REQUIREMENTS: In the material below, replace "brick circle" with "stone ring" and reproduce the lines with nothing else changed.

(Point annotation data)
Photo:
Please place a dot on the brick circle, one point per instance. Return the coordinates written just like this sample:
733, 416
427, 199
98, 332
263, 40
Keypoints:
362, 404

RESULT BELOW:
Photo:
Please place a dot on the stone ring, one point per instance. Return the coordinates written just like this sample:
733, 416
427, 199
98, 332
263, 40
Keypoints:
362, 404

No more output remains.